■ **How to complete this task**
From the data that follows, copy every line holding the string "each".

++++ Data for processing

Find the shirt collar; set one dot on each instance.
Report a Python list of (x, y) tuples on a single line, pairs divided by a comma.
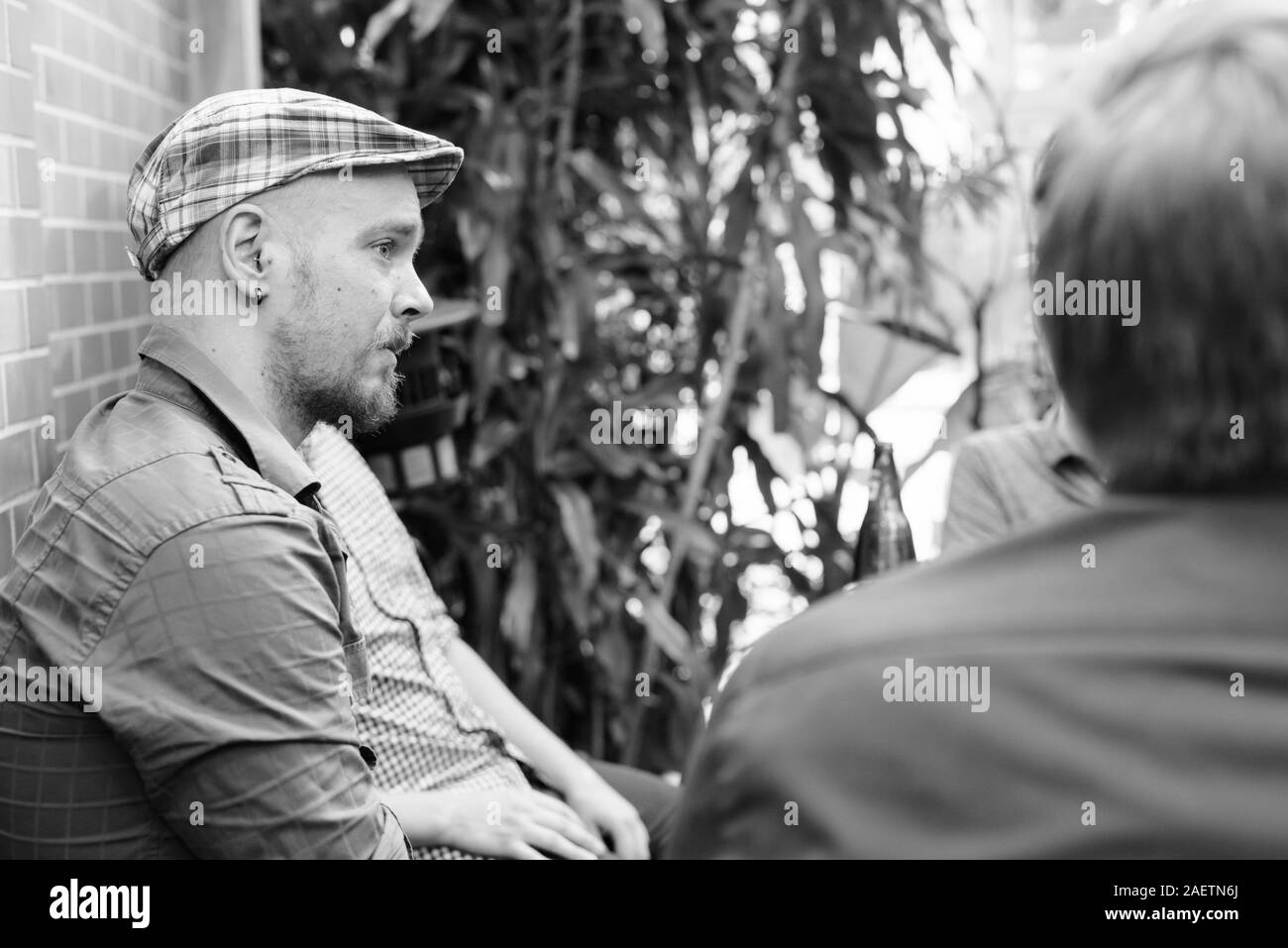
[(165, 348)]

++++++++
++++ Data for processing

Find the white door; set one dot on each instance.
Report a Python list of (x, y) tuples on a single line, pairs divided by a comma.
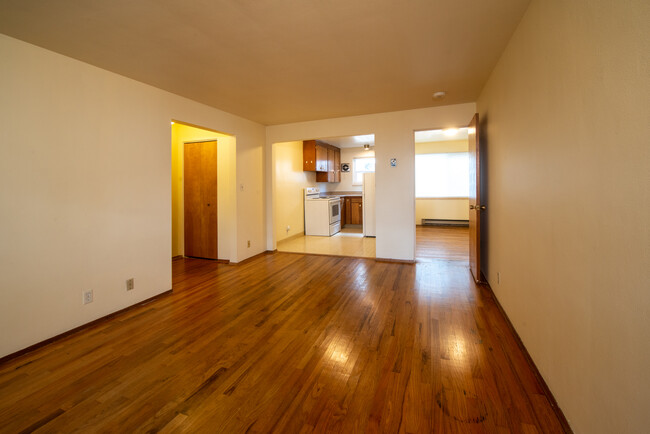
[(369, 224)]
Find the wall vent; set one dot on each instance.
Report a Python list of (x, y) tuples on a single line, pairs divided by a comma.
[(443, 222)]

++++++++

■ **Solution for this task**
Find the shirt collar; set one dot on each instance.
Find the white door; set one dot on each instance.
Find the wall vent; set one dot on each instance.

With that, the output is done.